WHAT IS EXPECTED: How many lines of the records contain the string "japanese"? Reply with the number only.

RAW RECORDS:
· · ·
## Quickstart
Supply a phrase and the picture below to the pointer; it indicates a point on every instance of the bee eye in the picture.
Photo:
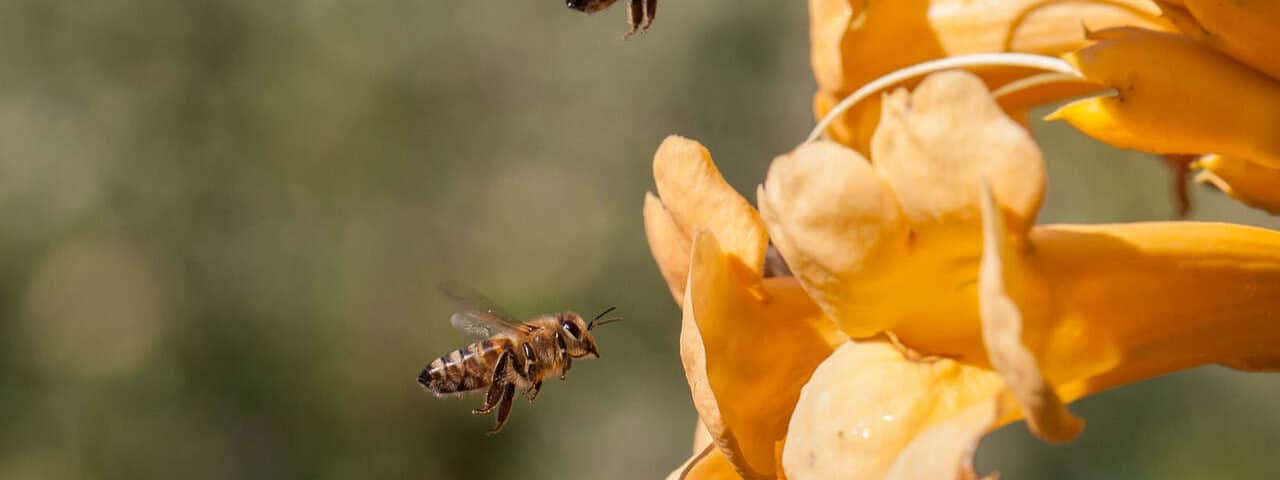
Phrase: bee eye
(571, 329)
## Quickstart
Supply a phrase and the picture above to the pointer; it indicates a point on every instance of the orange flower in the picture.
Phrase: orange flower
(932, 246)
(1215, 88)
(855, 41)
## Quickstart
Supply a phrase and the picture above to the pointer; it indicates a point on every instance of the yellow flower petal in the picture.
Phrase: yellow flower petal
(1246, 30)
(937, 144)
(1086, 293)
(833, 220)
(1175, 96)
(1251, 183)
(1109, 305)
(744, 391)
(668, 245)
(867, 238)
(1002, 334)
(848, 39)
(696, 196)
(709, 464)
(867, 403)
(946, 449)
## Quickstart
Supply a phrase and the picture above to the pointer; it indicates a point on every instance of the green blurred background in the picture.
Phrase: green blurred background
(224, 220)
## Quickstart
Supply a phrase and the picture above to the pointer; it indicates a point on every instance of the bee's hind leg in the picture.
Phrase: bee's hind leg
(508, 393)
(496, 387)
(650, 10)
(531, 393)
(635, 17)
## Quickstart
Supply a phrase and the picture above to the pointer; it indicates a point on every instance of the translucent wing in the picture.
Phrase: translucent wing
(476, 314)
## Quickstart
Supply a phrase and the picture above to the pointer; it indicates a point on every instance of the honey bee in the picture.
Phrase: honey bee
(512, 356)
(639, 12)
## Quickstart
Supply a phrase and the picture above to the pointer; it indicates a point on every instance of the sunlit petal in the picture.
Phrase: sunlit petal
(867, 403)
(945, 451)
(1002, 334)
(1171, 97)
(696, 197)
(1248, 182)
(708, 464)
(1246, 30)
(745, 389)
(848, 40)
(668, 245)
· · ·
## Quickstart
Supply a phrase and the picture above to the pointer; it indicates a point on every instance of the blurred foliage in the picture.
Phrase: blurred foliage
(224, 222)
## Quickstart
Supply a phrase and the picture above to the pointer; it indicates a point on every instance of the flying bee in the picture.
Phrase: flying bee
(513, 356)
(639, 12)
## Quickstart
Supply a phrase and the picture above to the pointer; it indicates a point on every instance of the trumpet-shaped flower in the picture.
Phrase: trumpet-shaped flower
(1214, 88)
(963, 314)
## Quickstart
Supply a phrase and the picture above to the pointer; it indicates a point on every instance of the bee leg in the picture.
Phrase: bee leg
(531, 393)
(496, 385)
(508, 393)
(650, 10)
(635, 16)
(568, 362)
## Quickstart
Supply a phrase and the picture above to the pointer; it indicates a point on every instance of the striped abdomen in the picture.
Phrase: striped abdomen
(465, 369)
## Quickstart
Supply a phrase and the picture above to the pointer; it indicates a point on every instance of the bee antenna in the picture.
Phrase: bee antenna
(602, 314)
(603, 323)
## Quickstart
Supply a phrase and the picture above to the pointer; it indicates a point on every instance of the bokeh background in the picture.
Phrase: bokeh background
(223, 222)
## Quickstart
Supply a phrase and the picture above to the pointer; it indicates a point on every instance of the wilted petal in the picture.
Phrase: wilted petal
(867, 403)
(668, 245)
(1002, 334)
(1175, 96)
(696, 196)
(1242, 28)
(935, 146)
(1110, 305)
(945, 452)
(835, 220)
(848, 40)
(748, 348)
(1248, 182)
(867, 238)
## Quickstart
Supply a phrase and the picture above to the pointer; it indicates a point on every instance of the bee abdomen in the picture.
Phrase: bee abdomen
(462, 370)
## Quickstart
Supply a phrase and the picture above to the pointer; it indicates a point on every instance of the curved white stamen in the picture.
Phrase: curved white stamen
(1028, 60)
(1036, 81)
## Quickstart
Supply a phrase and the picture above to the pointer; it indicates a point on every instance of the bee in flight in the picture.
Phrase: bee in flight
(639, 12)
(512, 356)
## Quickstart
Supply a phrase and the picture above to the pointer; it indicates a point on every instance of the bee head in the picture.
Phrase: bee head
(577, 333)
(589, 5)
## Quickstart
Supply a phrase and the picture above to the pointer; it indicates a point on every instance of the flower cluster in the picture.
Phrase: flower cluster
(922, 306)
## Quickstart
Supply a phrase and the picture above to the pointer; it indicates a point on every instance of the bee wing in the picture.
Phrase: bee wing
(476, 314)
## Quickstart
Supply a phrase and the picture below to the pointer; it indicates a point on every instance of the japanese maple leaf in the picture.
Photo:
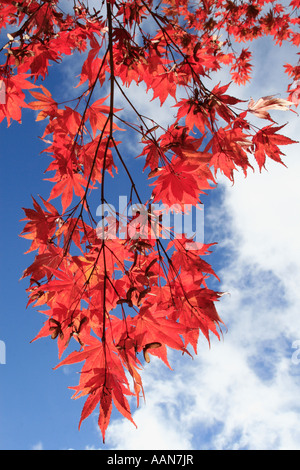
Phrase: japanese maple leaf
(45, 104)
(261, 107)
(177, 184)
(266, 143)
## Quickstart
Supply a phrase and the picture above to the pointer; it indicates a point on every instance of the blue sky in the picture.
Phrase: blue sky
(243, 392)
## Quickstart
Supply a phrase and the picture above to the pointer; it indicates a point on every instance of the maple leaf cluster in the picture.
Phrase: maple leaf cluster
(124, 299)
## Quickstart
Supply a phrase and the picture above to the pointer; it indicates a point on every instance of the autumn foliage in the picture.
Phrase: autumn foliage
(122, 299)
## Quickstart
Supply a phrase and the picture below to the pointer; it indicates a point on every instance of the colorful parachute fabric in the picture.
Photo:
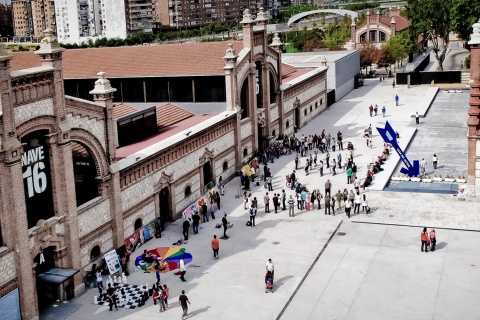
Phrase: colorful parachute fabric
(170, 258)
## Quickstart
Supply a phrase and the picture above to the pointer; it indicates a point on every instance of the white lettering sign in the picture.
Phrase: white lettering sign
· · ·
OUTPUT: 2